WORK INSTRUCTIONS: Return the full set of entries precisely. Do not carry over any pictures.

Start of EXERCISE DATA

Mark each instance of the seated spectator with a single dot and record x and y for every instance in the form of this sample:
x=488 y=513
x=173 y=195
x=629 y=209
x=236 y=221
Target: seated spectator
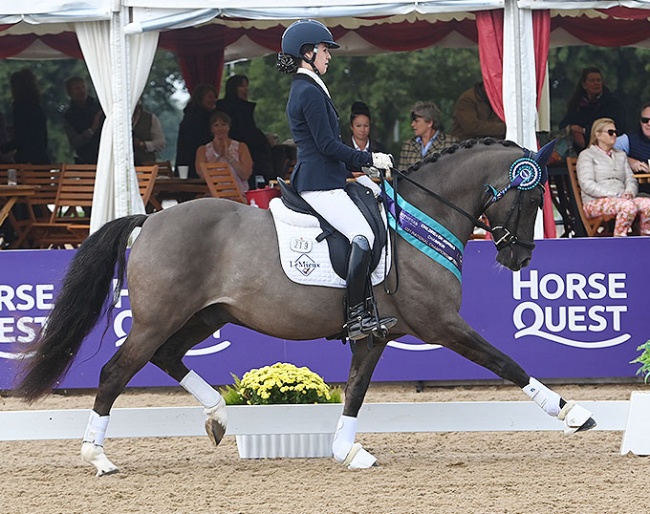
x=360 y=132
x=428 y=138
x=30 y=125
x=194 y=129
x=224 y=149
x=82 y=122
x=6 y=157
x=608 y=186
x=235 y=103
x=474 y=117
x=148 y=136
x=591 y=100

End of EXERCISE DATA

ANSWER BELOW:
Mark each instance of the seated spectator with a single dot and record x and y for every instance in the form of this sample:
x=488 y=513
x=173 y=195
x=629 y=209
x=236 y=221
Target: seated spectator
x=360 y=132
x=428 y=138
x=30 y=125
x=194 y=129
x=224 y=149
x=82 y=122
x=6 y=157
x=608 y=186
x=235 y=103
x=474 y=117
x=148 y=136
x=591 y=100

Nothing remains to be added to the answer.